**STATED GOAL A**
In the transcript, what level of revenue does Speaker 1 say many listeners are probably under?
**STATED GOAL B**
Please rewrite everything in the listing from the line containing "Mark each frozen lake." down to the listing's final line as a Markdown table with the columns Row and Line. Leave out any blank lines.

**TEXT TO READ**
It's not incremental growth anymore. Now you're looking for transformational growth. But again, it's really dependent on stage. I have a feeling a lot of your audience is trying to get stuff off the ground. So it's really like you're going to be very profit-focused, of like let me bring in every dollar I possibly can and use that to then reinvest in my business and grow it down the road.

Speaker 1:

Yeah, a lot of people listening are at a stage where they're under probably $5,000 in revenue. This is kind of their side gig or they've managed to make it their full-time gig and they're kind of getting going with it. And for a lot of them, once they start to run the kind of stuff that we help them with, once they're starting to do email marketing campaigns and funnels, they start to actually increase a lot because they've put a lot of the groundwork in, they've got a good size audience, they've got great courses. And then people start to struggle a little bit and I've seen this a few times because they're making all this extra money and they're like, oh, I don't know quite how to handle this.

Speaker 1:

So let's say we're talking to those guys, people who they've got an audience of, let's say, a couple hundred thousand people on youtube, something like that. They've got great courses, they've started running their marketing, they've got more money coming in. They're starting now to think about they've got maybe a couple of assistants and a couple of freelance editors, this kind of thing. They're like, oh shit, I've got money, I could afford to hire a team. I could afford to um, expand the business. I could maybe start doing um, get other guest presenters, all kinds of different opportunities that come up. So how do they start to think about it at that point, like what's some of the the frameworks that they could use to start to decide what direction do I go in or how do I manage this? Well then, then, then you you know.

[Data records]
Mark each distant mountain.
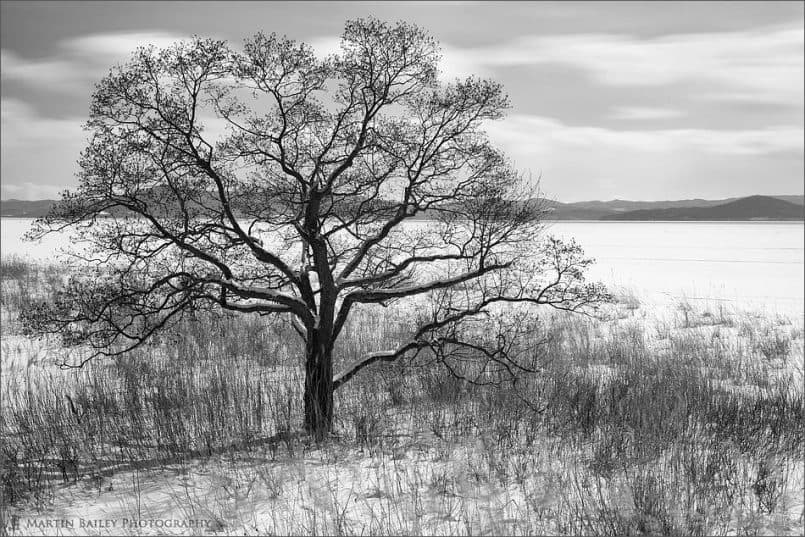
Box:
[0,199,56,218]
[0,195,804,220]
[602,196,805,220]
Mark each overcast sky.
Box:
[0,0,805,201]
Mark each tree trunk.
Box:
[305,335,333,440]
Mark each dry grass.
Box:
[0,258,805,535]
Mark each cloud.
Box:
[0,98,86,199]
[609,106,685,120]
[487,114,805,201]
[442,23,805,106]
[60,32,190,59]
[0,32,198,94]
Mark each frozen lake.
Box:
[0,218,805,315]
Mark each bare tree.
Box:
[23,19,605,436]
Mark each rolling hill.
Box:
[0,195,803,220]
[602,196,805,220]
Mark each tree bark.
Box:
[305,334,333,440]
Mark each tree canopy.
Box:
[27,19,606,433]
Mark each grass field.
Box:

**EXERCISE RESULT A**
Many listeners are probably under $5,000 in revenue.

**EXERCISE RESULT B**
| Row | Line |
|---|---|
| 1 | Mark each frozen lake. |
| 2 | Box: |
| 3 | [0,218,805,315] |
| 4 | Mark each bare tree. |
| 5 | Box: |
| 6 | [23,19,605,436] |
| 7 | Mark each rolling hill. |
| 8 | Box: |
| 9 | [0,195,803,220] |
| 10 | [602,196,805,220] |
| 11 | Mark each tree bark. |
| 12 | Box: |
| 13 | [305,334,333,440] |
| 14 | Mark each tree canopy. |
| 15 | Box: |
| 16 | [27,19,606,433] |
| 17 | Mark each grass field. |
| 18 | Box: |